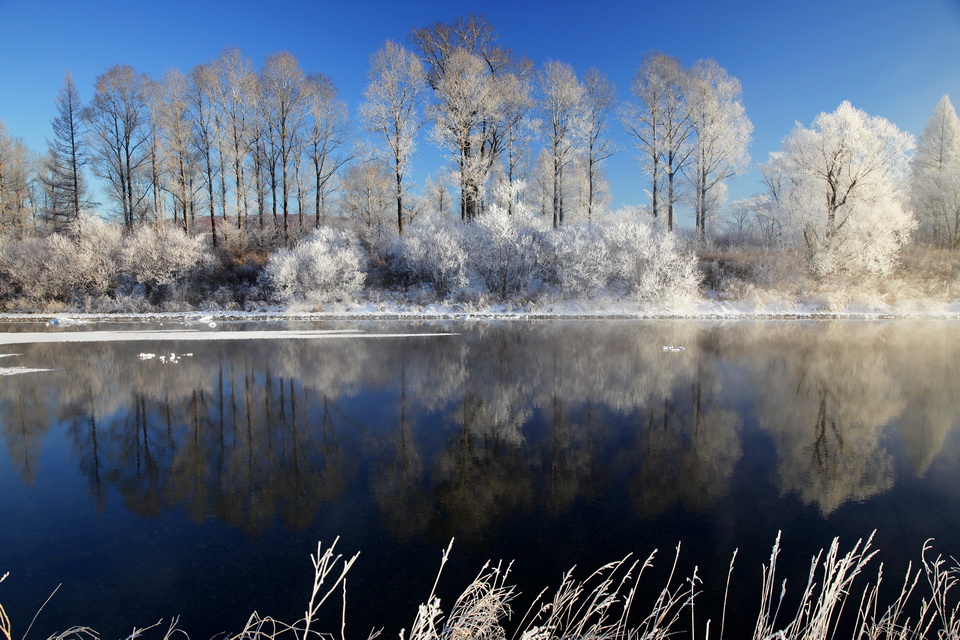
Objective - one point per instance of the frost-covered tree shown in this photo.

• • • • •

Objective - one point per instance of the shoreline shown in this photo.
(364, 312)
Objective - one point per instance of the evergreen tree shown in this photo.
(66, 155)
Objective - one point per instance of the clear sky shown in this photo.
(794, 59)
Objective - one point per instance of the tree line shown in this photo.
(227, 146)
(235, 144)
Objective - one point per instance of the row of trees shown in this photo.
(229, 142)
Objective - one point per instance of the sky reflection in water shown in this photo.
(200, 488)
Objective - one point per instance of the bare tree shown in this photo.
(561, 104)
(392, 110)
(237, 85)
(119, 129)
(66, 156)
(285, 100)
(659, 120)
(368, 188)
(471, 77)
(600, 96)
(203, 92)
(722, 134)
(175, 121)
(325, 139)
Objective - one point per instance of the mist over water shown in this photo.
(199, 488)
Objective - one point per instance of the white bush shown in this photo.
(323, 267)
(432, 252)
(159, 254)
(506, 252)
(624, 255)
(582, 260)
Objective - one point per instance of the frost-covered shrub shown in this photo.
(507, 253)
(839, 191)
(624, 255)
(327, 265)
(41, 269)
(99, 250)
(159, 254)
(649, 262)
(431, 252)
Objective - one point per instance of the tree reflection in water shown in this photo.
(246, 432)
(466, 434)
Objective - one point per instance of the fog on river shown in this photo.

• • • • •

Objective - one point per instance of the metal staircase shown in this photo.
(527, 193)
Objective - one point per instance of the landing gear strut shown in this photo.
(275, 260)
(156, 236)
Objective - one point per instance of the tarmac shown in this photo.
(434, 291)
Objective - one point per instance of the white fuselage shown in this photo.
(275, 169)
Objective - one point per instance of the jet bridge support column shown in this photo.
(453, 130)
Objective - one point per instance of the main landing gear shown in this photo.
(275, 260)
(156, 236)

• • • • •

## Instructions to follow
Write out again, word for word, the lines starting at the one containing "Objective - one point per instance of the sky" and ending at the one containing "Objective - one point per instance of the fog", both of those included.

## Correct answer
Objective - one point per instance of the sky reflection in water shown in this photo.
(200, 488)
Objective - one point per instance of the bare tree shown in this photo.
(561, 104)
(392, 110)
(237, 85)
(119, 129)
(66, 156)
(285, 100)
(659, 120)
(368, 188)
(471, 77)
(600, 96)
(203, 92)
(722, 134)
(175, 121)
(325, 139)
Objective - one point per instance of the mist over water shown in this photo.
(199, 488)
Objective - one point per instance of the white bush shown in this photo.
(323, 267)
(432, 252)
(159, 254)
(506, 252)
(624, 255)
(582, 260)
Objective - one point per instance of the frost-covered shrub shown in this photo.
(507, 253)
(839, 191)
(624, 255)
(327, 265)
(41, 269)
(99, 250)
(159, 254)
(649, 262)
(431, 252)
Objective - one point per instance of the tree reflection in water shown in this photo.
(246, 432)
(466, 434)
Objective - one point per instance of the fog on river shown in this photo.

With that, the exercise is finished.